*** Opening Supplied material ***

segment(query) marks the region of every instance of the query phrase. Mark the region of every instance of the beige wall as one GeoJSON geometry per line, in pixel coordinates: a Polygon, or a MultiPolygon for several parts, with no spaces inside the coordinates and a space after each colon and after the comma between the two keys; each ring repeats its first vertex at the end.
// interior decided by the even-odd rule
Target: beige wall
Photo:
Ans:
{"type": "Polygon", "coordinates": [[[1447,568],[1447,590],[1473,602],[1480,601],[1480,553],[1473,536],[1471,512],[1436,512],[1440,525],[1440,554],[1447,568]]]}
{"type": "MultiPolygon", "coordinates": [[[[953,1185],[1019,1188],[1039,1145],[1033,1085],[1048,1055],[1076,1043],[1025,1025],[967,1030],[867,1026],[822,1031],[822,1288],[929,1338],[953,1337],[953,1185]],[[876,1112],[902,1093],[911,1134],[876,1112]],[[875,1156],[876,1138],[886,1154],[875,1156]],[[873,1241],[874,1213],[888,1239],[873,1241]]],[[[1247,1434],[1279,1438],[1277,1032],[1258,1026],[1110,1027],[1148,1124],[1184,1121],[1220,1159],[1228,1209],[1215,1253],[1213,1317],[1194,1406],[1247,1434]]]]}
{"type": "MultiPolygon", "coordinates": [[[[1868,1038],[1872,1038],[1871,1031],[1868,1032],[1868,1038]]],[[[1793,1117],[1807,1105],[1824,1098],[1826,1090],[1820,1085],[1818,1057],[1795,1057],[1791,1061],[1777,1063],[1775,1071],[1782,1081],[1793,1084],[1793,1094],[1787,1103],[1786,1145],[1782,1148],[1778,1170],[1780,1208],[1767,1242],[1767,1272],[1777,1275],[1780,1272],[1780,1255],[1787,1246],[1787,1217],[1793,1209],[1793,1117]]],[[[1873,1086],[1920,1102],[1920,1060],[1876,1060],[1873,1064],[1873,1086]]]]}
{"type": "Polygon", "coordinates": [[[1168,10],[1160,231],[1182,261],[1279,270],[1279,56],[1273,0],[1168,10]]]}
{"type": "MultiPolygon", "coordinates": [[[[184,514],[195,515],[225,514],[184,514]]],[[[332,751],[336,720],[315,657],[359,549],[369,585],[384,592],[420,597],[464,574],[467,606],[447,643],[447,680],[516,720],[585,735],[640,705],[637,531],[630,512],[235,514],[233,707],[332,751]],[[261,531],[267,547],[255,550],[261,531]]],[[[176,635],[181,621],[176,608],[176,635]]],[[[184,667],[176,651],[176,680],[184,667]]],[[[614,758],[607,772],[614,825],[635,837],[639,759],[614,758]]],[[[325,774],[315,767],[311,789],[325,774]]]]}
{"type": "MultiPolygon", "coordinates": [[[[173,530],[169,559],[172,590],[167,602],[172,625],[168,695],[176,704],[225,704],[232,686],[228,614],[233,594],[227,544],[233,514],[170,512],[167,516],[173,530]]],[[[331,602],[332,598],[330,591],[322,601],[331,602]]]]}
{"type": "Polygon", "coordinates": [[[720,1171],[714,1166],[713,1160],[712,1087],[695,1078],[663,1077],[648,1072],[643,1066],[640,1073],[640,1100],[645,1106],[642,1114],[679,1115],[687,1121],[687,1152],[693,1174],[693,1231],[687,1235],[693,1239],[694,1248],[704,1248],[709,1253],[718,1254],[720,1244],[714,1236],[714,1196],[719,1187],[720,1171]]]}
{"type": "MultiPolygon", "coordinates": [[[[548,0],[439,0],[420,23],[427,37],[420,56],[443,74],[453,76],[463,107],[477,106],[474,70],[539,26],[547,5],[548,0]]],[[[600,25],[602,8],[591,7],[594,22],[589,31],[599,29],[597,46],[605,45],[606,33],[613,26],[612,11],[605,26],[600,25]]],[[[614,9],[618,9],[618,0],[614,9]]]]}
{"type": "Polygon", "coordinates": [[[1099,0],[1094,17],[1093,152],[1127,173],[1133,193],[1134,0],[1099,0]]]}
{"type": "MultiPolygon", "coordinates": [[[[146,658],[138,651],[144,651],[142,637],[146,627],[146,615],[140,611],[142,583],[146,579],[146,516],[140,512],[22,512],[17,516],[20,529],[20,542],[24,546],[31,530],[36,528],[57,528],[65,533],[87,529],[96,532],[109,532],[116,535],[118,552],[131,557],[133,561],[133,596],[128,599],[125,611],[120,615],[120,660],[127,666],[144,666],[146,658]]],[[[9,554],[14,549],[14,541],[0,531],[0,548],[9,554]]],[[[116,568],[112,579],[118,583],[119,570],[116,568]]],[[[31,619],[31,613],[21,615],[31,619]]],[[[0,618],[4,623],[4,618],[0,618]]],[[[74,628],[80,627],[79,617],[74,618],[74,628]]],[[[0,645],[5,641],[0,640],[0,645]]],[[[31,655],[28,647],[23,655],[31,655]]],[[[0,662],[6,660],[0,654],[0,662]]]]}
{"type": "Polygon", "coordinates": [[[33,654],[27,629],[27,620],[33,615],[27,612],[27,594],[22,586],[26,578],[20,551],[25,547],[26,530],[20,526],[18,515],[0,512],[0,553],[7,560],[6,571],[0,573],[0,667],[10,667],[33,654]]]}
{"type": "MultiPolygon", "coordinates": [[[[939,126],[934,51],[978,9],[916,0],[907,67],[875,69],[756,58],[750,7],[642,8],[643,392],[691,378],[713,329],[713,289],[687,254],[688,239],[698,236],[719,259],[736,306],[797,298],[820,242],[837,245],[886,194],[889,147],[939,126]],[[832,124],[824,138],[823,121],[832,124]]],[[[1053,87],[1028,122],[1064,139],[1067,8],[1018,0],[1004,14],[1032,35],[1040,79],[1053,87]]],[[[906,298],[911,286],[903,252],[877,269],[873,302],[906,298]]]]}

*** Closing Supplied material ***

Task objective. Each line of the records with the word "wall" in it is to be copied.

Expected answer.
segment(query) marks the region of every instance of the query phrase. Mark the region of every instance of the beige wall as one GeoJSON geometry per line, in pixel coordinates: a Polygon, or a MultiPolygon for several parts, with no spaces inside the coordinates and a space after each colon and after the comma between the two keys; each ring repeats its first vertex at the end.
Target: beige wall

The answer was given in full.